◆ PROVIDED TEXT:
::::::::
See the recipe card for quantities.
👩🍳 How to Make Classic Hot Fudge Sauce
- Heat cream, butter, sugar, and salt in a medium saucepan over medium-low heat until simmering, about 1 minute.
- Remove from heat, add chocolate, and let sit for 1 minute. Whisk until smooth and fully melted.
- Whisk in cocoa powder until smooth and lump-free.
- Return to low heat, whisking constantly, and simmer until glossy and thick enough to coat a spoon, about 1 minute.
- Remove from heat, stir in vanilla, and serve warm.
🫙 Make Ahead & Freezing
Make Ahead: Refrigerate the sauce in an airtight container for up to 2 weeks. Warm gently in the microwave, stirring every 10 seconds, until pourable. Avoid boiling.
::::::::
◆ STATED PROBLEM 1: In the hot fudge sauce recipe, how long can the sauce be kept in the refrigerator?
◆ STATED PROBLEM 2: Write the next part of the hot fudge sauce recipe, picking up after its final sentence.

◆ COLLECTED MATERIAL:
::::::::
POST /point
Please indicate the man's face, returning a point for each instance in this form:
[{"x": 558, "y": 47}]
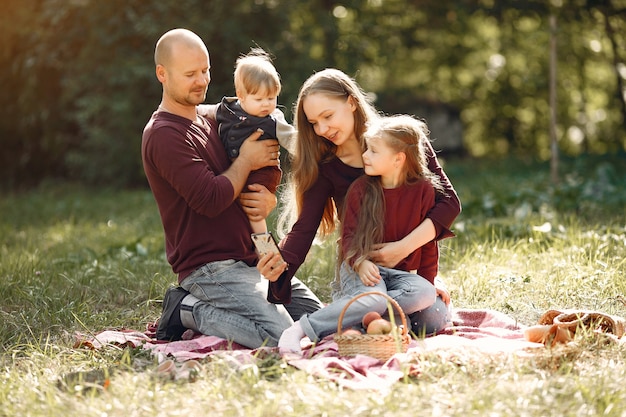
::::::::
◆ TASK RESULT 1: Up to 2 weeks, in an airtight container.

◆ TASK RESULT 2:
Freezing: Not recommended; the sauce is best enjoyed fresh.
📝 Camila's Tips & Variations
- Lump-Free Sauce: Sift the cocoa powder before adding it to prevent lumps.
- Peanut Butter Flavor: Stir in 2 tablespoons of creamy peanut butter for a rich, nutty twist.
- Mexican Chocolate Sauce: Add ¼ teaspoon ground cinnamon and ⅛ teaspoon chipotle chili powder, adjusting to taste, for a warm, spiced flavor.
- Espresso Flavor: Mix in 1 teaspoon of instant coffee and 1 tablespoon of coffee liqueur for a bold, rich depth.
🛠️ Frequently Asked Questions
Can I use milk instead of heavy cream?
Yes, but the sauce will be thinner and less rich. For the best results, stick to heavy cream.
What type of chocolate works best for this recipe?
Bittersweet chocolate is ideal, but you can use semi-sweet or unsweetened chocolate if you adjust the sugar to taste.
How do I prevent lumps in the sauce?
Sift the cocoa powder before whisking it into the sauce to keep it smooth and lump-free.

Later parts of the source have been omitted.